| Document segment |
Why Prometheus is an Essential Observability Tool

Prometheus continues to remain as an essential tool for monitoring, and a key component in observability platforms for cloud-native environments in numerous organizations. As one of The Cloud Native Computing Foundation’s (CNCF) “fastest-growing” projects, the time series database is especially useful for gathering metrics about Kubernetes clusters, and is typically used with a Grafana dashboard as an observability tool for visualizations.

In this post, we explore why Prometheus has become widely adopted and integrated with observability platforms and use New Relic as an example of a leading observability player whose platform uses metrics from Prometheus. We also discuss why Prometheus metrics, and observability data in general, have become increasingly essential for many overextended, highly distributed DevOps teams in today’s pandemic context, especially those working in development environments.

Prometheus’ design and capabilities are especially well-suited for monitoring Kubernetes clusters, since the tool offers developers a simple, open and vendor-agnostic way to embed monitoring instrumentation into their services at the time of development, Buddy Brewer, general vice president and field chief technology officer for the Americas, New Relic, tells Container Journal.

“Application architectures involving containers and microservices have reached a point where developers today often can’t instrument fast enough to keep up with the pace of software development, leading to observability gaps,” says Brewer. “Prometheus is one source of telemetry data that helps developers observe modern software.”

| Given data |
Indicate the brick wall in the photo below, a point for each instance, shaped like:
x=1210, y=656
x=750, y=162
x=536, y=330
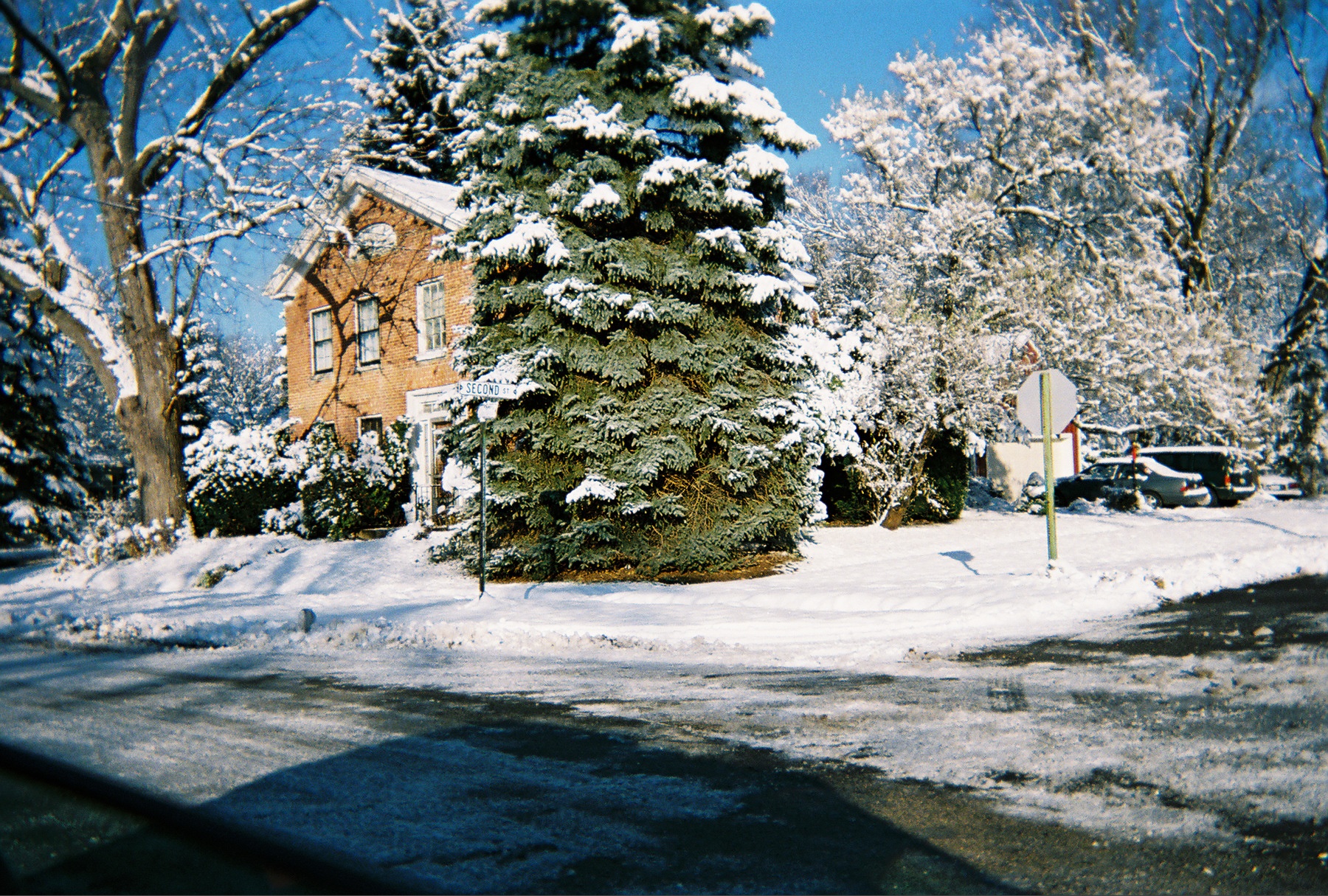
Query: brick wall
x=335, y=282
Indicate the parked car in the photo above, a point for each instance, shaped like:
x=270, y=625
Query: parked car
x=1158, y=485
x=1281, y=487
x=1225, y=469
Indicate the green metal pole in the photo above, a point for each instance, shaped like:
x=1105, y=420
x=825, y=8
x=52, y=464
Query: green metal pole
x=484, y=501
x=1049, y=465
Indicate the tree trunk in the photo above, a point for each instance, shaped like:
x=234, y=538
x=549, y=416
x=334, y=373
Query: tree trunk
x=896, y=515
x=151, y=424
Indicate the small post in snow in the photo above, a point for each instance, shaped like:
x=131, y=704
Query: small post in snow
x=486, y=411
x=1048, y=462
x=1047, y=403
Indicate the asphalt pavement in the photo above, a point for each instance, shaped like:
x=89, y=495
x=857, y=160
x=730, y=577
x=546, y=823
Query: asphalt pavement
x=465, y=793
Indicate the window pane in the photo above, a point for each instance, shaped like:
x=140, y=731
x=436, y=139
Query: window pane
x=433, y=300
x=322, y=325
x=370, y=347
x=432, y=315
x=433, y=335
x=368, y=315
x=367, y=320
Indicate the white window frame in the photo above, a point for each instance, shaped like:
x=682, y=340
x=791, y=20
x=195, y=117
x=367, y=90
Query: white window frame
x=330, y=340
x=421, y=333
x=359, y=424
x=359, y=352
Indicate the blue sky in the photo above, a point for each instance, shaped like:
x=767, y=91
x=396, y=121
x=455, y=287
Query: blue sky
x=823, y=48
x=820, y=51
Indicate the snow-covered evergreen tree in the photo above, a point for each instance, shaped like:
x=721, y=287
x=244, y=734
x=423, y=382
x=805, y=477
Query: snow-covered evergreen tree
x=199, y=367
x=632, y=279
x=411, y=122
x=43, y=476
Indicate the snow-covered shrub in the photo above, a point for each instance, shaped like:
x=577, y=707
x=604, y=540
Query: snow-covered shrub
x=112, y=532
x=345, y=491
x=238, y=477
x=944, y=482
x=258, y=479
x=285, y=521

| Complete the following |
1) Answer each question from the Prometheus article.
(a) Which dashboard is Prometheus typically paired with for visualizations?
(b) Which company does the post use as its example of an observability platform that uses Prometheus metrics?
(c) What title does Buddy Brewer hold?
2) Decide whether each statement agrees with the Prometheus article. Answer yes or no, and quote the words from the article that settle it.
(a) Prometheus is described as a relational database.
(b) Brewer calls Prometheus one source of telemetry data.
(c) Prometheus is presented as tied to a single vendor.
3) Write the next part of the Prometheus article, picking up after its last sentence.

| Set of answers |
1)
(a) Grafana.
(b) New Relic.
(c) General vice president and field chief technology officer for the Americas, New Relic.

2)
(a) No: "the time series database"
(b) Yes: "Prometheus is one source of telemetry data that helps developers observe modern software."
(c) No: "a simple, open and vendor-agnostic way to embed monitoring instrumentation into their services"

3)
Prometheus is not, however, the only source organizations use for observability data. Other tools used to gather data and to provide key information include data gathered from logs, traces, and high-cardinality metrics in addition to metrics data that a tool such as Prometheus provides, says Brewer. A big part of understanding what is going on across the full stack of a modern software architecture involves understanding and analyzing the intersections of these different types of data, says Brewer.

“In New Relic’s case, we bring Prometheus and other telemetry data sources into a single data store called the Telemetry Data Platform,” says Brewer. “We then provide curated views on top of this with our Full Stack Observability offering. Developers use this to get a holistic view of what’s going on without having to pivot between different tools and data stores.”

These capabilities are especially important as modern IT environments are increasing in scale and complexity, while at the same time, engineering teams are being asked to manage more than they ever have before, says Brewer.

“We are at a point where engineers are physically unable to track all of the changes and dependencies, and on top of that, digital transformation is speeding up due to COVID-19,” says Brewer. “The average engineer needs to get more done across more data in less time. They are asking themselves, ‘How can I get the fastest, simplest view of everything that is going on across my entire system?’ — all while also being able to drill down into the details and discover entity relationships, changes across applications, etc.”

The goal behind an observability platform, such as New Relic’s Explorer, is to improve how DevOps teams gather actionable data more efficiently, and thus, are able to do more with fewer resources. New Relic, for example, integrates Prometheus metrics into its observability platform to help DevOps teams gather actionable data from the so-called “unknown knowns” among observability data.

In this way, Prometheus monitoring metrics, as well as alerting, dashboards, and all the other traditional monitoring tasks, are part of observability, says Brewer.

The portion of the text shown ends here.